Extrait fourni =

════════

Ce n'est pas la première fois que nous accueillons un poète du Portugal dans ce blog. Déjà en juin 2010, je présentais Jaime Rocha dont le recueil Zone de Chasse a été récemment traduit en français. Au mois de juillet dernier, à l'occasion du festival des Voix Vives de Sète, j'ai eu le plaisir de faire la connaissance de Maria do Sameiro Barroso et de renforcer ainsi les liens avec une langue et une culture qui me sont chères.
Maria do
Sameiro Barroso est née à Braga en 1951. Elle est poète mais aussi médecin, diplômée de
Médecine et Chirurgie de l’Université de Lisbonne et chercheur
dans les domaines de la médecine ancienne (histoire des femmes, histoire de la gynécologie et de l'obstétrique, lithothérapie ancienne). Elle est également diplômée en philologie allemande, ce qui l’a amenée à
traduire La Flûte enchantée de Mozart en 2007 et des poètes
comme Friedrich Schiller, Paul Celan, entre autres. Elle est
par ailleurs vice-présidente du PEN Club Portugais et déléguée du Mouvement
Mondial de la Poésie (World Poetry Movement) au Portugal.
Elle est l'auteure
de trente recueils de poésie, traductions et essais publiés au
Portugal et à l'étranger. On lui doit la coordination de plusieurs anthologies
et événements culturels. Elle a
remporté plusieurs prix de poésie, notamment le Prix
International de Poésie "Parole Ibérique 2009", avec Une
amphore à l´horizon. Son
livre Poèmes de l’incomplétude de la nuit, publié par
Editions Écritures (São Paulo, Brésil) en 2010, a fait partie des sept livres d'auteurs portugais sélectionnés pour le Prix
Portugal Telecom 2011, au Brésil.
*
Voici trois poèmes extraits de O corpo, lugar de exílio / Le corps, lieu d'exil paru en 2013 aux éditions Castália qui a été traduit en français à l'occasion de la venue de Maria à Sète :
6.
O poema é inseparável do corpo,
exígua canção, poalha ancestral,
lugar de exílio,
em sua ignorância frágil, desmedida,
obstinada cicatriz,
vocábulo do ser, secreta medida,
diadema submerso, lua sedenta,
goivo de luz,
telúrica pulsão, chama incontrolada,
geminado ardor,
único porto a habitar a solidão interdita.
6.
Le poème est inséparable du corps,
petite chanson, poussière ancestrale,
lieu d'exil,
dans son ignorance fragile, démesurée,
cicatrice obstinée,
vocabulaire de l'être, mesure secrète,
diadème submergé, lune assoiffée,
giroflée de lumière,
pulsion tellurique,
flamme incontrôlée,
ardeur jumelée,
unique port pour abriter
la solitude interdite.
14.
Nada esqueço, nem o que fui,
nem o que sou.
Falta ainda uma rosa de luz,
quer seja concha, mimosa ou papoila,
boca, beijo ou coral.

════════

Travail à faire =
(1) Répondez aux questions suivantes à partir de l'extrait fourni.
(a) Dans quelle ville et en quelle année Maria do Sameiro Barroso est-elle née ?
(b) Quelle œuvre de Mozart a-t-elle traduite en 2007 ?
(c) Chez quel éditeur O corpo, lugar de exílio / Le corps, lieu d'exil a-t-il paru en 2013 ?
(2) Recopiez, s'il vous plaît, le passage de l'extrait fourni situé entre « Ce n'est pas » et « me sont chères. », bornes comprises.

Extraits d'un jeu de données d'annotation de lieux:
════════

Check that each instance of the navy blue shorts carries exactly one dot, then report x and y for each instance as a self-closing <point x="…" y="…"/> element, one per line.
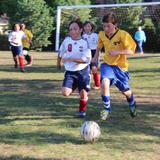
<point x="77" y="79"/>
<point x="117" y="76"/>
<point x="93" y="52"/>
<point x="16" y="50"/>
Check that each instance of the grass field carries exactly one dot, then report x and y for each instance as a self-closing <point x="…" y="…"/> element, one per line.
<point x="37" y="123"/>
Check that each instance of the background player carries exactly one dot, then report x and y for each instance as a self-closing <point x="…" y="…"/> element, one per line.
<point x="117" y="44"/>
<point x="92" y="39"/>
<point x="15" y="39"/>
<point x="76" y="56"/>
<point x="26" y="42"/>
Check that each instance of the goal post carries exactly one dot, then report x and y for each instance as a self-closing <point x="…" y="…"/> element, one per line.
<point x="62" y="9"/>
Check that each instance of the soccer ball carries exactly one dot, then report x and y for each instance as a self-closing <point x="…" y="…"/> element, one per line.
<point x="90" y="131"/>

════════

Corrigé complet =
(1)
(a) À Braga, en 1951.
(b) La Flûte enchantée.
(c) Aux éditions Castália.

(2)
Ce n'est pas la première fois que nous accueillons un poète du Portugal dans ce blog. Déjà en juin 2010, je présentais Jaime Rocha dont le recueil Zone de Chasse a été récemment traduit en français. Au mois de juillet dernier, à l'occasion du festival des Voix Vives de Sète, j'ai eu le plaisir de faire la connaissance de Maria do Sameiro Barroso et de renforcer ainsi les liens avec une langue et une culture qui me sont chères.